-- TASK --
Exact copies of all the lines below are needed, without the pictures.

-- RECORDS FOR THIS TASK --
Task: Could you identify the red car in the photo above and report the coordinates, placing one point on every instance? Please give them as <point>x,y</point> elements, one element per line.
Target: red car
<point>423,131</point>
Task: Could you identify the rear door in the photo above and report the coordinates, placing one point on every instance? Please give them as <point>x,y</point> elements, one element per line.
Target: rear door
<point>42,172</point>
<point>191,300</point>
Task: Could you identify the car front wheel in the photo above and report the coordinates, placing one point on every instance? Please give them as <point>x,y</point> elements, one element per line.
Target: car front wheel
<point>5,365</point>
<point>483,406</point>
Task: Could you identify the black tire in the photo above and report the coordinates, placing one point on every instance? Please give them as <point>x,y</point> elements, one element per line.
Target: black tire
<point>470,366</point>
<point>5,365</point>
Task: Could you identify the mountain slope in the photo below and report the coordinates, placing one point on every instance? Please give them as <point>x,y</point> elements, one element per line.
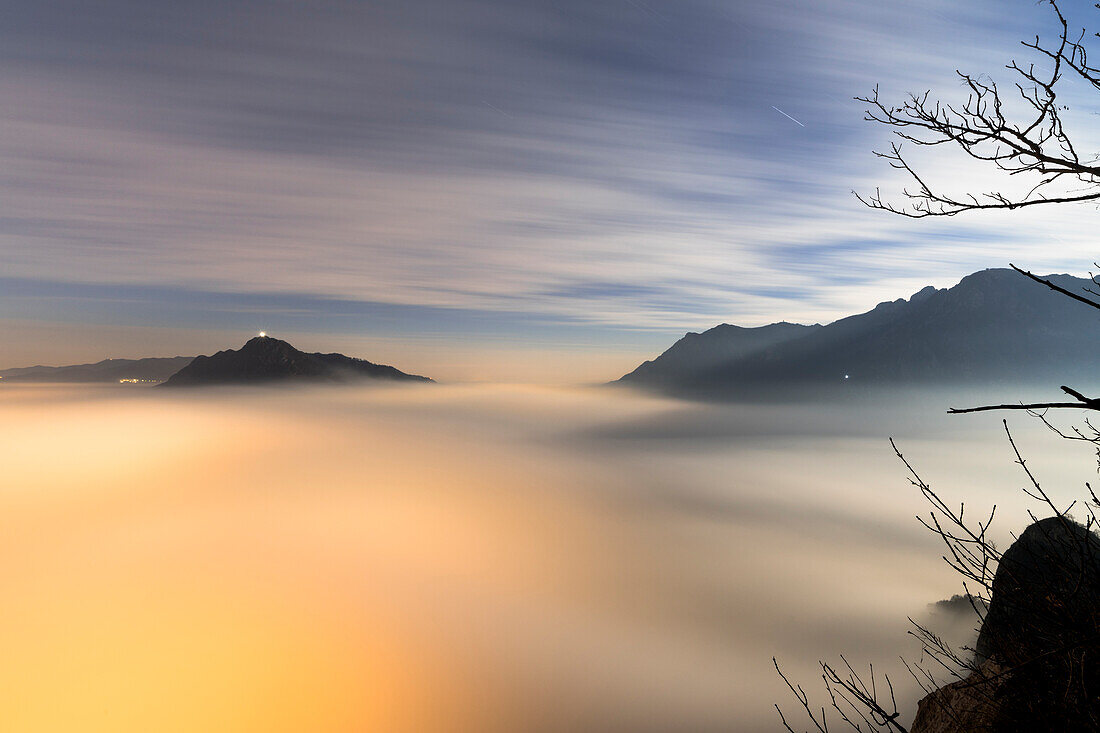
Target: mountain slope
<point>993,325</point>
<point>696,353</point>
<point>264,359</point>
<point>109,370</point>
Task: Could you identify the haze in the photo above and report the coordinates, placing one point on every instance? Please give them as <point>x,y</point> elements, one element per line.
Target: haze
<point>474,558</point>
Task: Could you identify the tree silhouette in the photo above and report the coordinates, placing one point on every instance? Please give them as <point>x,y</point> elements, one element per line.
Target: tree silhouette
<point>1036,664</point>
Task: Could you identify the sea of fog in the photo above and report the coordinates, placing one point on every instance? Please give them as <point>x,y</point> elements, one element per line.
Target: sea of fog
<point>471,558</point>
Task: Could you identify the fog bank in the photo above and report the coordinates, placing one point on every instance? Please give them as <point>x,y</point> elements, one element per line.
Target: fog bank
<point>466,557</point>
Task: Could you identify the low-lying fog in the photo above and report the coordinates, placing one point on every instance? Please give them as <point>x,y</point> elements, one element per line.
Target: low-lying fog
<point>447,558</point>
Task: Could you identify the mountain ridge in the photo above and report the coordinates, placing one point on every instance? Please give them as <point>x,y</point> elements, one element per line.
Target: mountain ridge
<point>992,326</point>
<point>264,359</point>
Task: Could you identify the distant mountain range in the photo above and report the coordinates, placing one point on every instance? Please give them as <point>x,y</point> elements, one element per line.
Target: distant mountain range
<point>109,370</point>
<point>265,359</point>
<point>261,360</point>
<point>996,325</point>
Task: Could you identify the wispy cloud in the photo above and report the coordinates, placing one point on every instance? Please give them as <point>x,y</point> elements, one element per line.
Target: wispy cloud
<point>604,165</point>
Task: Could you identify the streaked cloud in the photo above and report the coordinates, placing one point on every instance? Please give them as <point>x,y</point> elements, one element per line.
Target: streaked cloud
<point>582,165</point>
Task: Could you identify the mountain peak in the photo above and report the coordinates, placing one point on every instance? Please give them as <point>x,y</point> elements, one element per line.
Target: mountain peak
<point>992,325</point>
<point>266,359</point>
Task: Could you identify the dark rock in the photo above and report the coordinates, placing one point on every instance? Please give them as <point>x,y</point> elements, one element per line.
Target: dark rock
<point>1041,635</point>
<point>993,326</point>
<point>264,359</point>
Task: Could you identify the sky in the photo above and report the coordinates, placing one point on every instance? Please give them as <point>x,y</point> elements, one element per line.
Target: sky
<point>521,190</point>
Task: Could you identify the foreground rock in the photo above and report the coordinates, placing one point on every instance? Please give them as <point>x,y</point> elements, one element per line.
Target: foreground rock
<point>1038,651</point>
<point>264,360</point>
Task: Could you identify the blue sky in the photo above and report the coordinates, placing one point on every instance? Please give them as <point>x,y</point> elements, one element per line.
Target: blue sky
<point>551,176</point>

-- OUTPUT --
Task: Could you identify the red car in the photo above and report the coordinates, placing one point on every instance? Please give them as <point>x,y</point> elements, one element per line.
Target: red car
<point>423,131</point>
Task: Could you identify the rear door in the photo above and report the coordinates, placing one point on every instance? Please give them as <point>x,y</point> elements, one element per line.
Target: rear door
<point>42,172</point>
<point>191,300</point>
Task: Could you identify the car front wheel in the photo above and report the coordinates, placing one point on every instance? Please give them as <point>x,y</point> elements, one element per line.
Target: car front wheel
<point>5,365</point>
<point>483,406</point>
Task: Could you identify the black tire in the photo above and report the coordinates, placing one point on every instance? Please give them as <point>x,y</point> elements, one element per line.
Target: black tire
<point>470,366</point>
<point>5,365</point>
Task: Could you identify the mountain slope in the photo below and report the coordinates, placing one point on every instance? Please give them as <point>x,y</point> elements, one element per line.
Target: mountain slope
<point>993,325</point>
<point>696,353</point>
<point>264,359</point>
<point>109,370</point>
Task: Could you identify the haze in the photo above and report the coordinates, placing one point on every instance? Please give them as <point>x,y</point> elements, one element per line.
Target: haze
<point>474,558</point>
Task: Could you identify the tree silhouette in the photo above and report the coordinates, placing one point on every instance? Please give them as <point>x,y</point> elements, one element per line.
Target: tree silhouette
<point>1036,664</point>
Task: Could you identify the sea of fog in the photo above and report the coordinates, placing one point on every instance? Please give them as <point>x,y</point> elements, one element per line.
Target: sea of fog
<point>471,558</point>
Task: Could you identify the fog bank in the photo above and report the coordinates, placing one point on every instance? Please give them as <point>x,y</point> elements, one element per line.
Target: fog bank
<point>466,557</point>
Task: Could you identify the low-lying fog in the photo above and report the coordinates, placing one point on every instance? Please give them as <point>x,y</point> elements, one element per line.
Target: low-lying fog
<point>447,558</point>
Task: Could you identify the mountain ridge in the photo above and report the coordinates, placing one point on every instance? Please give them as <point>x,y</point> elements, one element per line.
Target: mountain ridge
<point>992,326</point>
<point>264,359</point>
Task: Could you identify the distant mountain range in the photo above and report the coordinates, placing one point on every instance? Please give them as <point>x,y</point> elements, one element per line.
Target: distant mountain range
<point>109,370</point>
<point>265,359</point>
<point>261,360</point>
<point>996,325</point>
Task: Could you identify the wispy cloud in the photo above and report the coordinates, placing one point on every instance? Please give them as <point>x,y</point> elements, one element per line.
Target: wispy cloud
<point>604,165</point>
Task: Could you identify the streaked cloud in the photo above and report the coordinates, placing one point on every instance? Please give them as <point>x,y</point> elements, one element per line.
Target: streaked cloud
<point>582,165</point>
Task: Could you identify the mountain peak in the photo above and report the coordinates, placing one point on every instance? Please give them as <point>x,y</point> elements, one element per line.
Target: mountain peak
<point>992,325</point>
<point>266,359</point>
Task: Could you identify the dark rock in the photo above and report the coordinates, placing one point on every instance? Please give them as <point>x,y</point> elements, one element per line.
Target: dark rock
<point>1041,635</point>
<point>993,326</point>
<point>264,359</point>
Task: Could you identify the sky in the photo above and report the coordinates, placing one point on every instance? Please give them as <point>x,y</point> elements, one element per line.
Target: sky
<point>521,190</point>
Task: Could you identify the foreground rock in the photo above and report the coordinates, placing one point on every instance? Please give them as <point>x,y</point> elements, one element per line.
Target: foreground rock
<point>1038,651</point>
<point>264,360</point>
Task: Could you identify the blue sky in the photo above and report the coordinates, placing one point on every instance? Please give them as <point>x,y</point> elements, one element per line.
Target: blue sky
<point>551,176</point>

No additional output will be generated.